• [LISTED ENTRIES]:

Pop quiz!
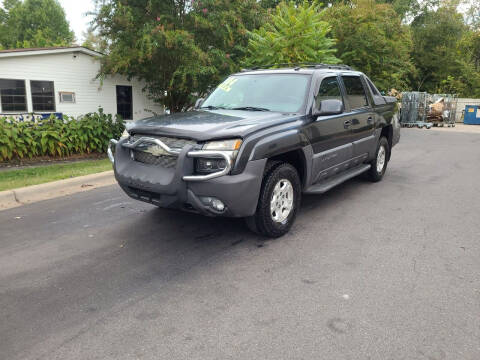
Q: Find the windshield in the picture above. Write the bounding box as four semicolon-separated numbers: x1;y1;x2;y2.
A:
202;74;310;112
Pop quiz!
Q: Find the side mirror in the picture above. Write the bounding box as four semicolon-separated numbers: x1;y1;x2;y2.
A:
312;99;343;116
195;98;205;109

* * *

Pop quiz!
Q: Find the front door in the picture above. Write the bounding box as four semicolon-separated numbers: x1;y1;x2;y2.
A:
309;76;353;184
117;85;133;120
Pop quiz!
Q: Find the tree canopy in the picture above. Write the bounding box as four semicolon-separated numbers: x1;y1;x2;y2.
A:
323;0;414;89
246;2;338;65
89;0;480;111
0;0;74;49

--

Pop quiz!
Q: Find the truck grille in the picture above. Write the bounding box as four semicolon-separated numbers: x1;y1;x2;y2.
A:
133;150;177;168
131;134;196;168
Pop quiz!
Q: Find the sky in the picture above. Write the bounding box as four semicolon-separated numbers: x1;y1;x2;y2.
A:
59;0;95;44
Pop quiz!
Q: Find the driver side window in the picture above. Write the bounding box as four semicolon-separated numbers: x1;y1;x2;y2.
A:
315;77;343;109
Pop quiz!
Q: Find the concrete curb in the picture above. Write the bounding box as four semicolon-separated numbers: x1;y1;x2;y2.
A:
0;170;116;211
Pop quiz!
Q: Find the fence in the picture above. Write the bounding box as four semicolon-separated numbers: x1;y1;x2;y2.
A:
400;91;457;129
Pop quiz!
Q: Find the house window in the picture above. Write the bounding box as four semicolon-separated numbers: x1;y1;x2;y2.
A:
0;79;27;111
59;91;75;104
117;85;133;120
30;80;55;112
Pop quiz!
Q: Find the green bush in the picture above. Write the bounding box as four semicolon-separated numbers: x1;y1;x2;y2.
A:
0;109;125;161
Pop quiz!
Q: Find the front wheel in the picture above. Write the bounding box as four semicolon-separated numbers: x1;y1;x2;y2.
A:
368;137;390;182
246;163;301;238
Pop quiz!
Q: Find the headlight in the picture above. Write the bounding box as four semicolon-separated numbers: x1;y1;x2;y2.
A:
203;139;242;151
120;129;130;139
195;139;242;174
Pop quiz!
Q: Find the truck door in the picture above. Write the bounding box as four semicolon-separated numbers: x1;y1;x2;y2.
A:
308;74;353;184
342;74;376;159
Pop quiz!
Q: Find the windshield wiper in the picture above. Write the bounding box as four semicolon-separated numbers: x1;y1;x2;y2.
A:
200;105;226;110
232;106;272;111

• [SET PROBLEM]: Which lines of the data above contain the word "window"? Pull out each one and copy it in full.

• [RESPONSE TO THIS EXERCISE]:
Q: Find the driver side window in the picture above. Write the bounding box as four semicolon-separated numbers: x1;y1;x2;y2.
Q: Find the house window in the picture above. Write the bounding box as four semicolon-separated numbers: x1;y1;x2;y2.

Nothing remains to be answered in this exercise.